Problem requirements -
Would you transcribe the records word for word, please?

Dataset extract -
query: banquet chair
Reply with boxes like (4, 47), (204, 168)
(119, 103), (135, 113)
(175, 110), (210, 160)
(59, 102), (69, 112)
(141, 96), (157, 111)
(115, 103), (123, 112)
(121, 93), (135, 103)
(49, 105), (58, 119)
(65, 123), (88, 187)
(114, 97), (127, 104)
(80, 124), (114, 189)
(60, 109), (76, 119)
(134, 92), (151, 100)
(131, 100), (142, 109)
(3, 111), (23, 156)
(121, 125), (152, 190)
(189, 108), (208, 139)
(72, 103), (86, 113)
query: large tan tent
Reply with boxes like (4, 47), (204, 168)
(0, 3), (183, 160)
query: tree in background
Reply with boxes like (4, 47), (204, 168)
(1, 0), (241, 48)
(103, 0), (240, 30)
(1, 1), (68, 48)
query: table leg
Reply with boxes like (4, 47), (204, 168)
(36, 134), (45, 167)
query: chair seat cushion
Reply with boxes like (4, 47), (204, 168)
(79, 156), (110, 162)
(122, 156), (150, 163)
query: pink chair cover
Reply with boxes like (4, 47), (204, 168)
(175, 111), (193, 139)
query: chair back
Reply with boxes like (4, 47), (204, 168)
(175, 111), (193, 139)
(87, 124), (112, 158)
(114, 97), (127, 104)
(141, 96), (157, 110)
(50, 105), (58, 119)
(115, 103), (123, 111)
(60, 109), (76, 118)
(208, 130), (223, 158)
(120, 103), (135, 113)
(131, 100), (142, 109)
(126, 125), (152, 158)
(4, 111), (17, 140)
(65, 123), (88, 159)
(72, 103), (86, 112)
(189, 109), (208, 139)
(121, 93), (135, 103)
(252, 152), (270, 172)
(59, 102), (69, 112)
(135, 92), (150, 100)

Reply -
query: banquet chair
Reply with boxes like (4, 47), (204, 168)
(119, 103), (135, 113)
(175, 110), (210, 160)
(59, 102), (69, 112)
(141, 96), (157, 111)
(115, 103), (123, 112)
(121, 93), (135, 103)
(49, 105), (58, 119)
(65, 123), (88, 187)
(114, 97), (127, 104)
(80, 124), (114, 189)
(60, 109), (76, 119)
(134, 92), (151, 100)
(131, 100), (142, 109)
(3, 111), (23, 156)
(121, 125), (152, 190)
(189, 108), (208, 139)
(72, 103), (86, 113)
query: large tan tent
Reply with boxes like (4, 47), (204, 168)
(0, 3), (183, 160)
query: tree in background
Reply with boxes like (4, 47), (204, 168)
(1, 0), (241, 48)
(103, 0), (240, 30)
(1, 1), (68, 48)
query: table leg
Reply with boxes like (4, 47), (204, 168)
(36, 134), (45, 167)
query: chair seat cushion
Reply with boxes like (4, 47), (204, 168)
(79, 156), (110, 162)
(122, 156), (150, 163)
query: pink chair cover
Reply with boxes like (4, 47), (204, 168)
(175, 111), (193, 139)
query: chair back
Reply with boxes like (4, 47), (204, 168)
(175, 111), (193, 139)
(87, 124), (112, 158)
(114, 97), (127, 104)
(141, 96), (157, 110)
(50, 105), (58, 119)
(115, 103), (123, 111)
(60, 109), (76, 118)
(208, 130), (223, 158)
(120, 103), (135, 113)
(131, 100), (142, 109)
(126, 125), (152, 158)
(4, 111), (17, 140)
(65, 123), (88, 159)
(72, 103), (86, 112)
(189, 109), (208, 139)
(121, 93), (135, 103)
(252, 152), (270, 172)
(59, 102), (69, 112)
(135, 92), (150, 100)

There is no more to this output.